## Problem to work on:
Exactly reproduce the line that contains "of the curtain" and all lines after it in the entries below, through the very last line.

## Data for this exercise:
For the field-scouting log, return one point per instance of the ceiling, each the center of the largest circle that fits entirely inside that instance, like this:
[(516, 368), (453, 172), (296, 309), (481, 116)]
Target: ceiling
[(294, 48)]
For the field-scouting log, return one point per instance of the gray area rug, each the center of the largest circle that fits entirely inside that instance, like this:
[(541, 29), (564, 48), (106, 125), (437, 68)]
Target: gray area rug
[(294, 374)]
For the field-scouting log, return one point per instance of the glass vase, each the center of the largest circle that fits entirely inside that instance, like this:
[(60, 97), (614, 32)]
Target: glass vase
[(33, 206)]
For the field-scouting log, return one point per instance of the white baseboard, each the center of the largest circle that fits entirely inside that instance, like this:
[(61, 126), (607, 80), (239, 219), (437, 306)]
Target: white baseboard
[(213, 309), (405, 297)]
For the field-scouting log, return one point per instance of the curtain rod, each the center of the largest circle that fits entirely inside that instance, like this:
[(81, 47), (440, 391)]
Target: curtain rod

## Solution for this exercise:
For the field-scouting log, return one point per instance of the curtain rod, each the center of the largest circle that fits entirely inside that instance, like this:
[(81, 47), (440, 391)]
Target: curtain rod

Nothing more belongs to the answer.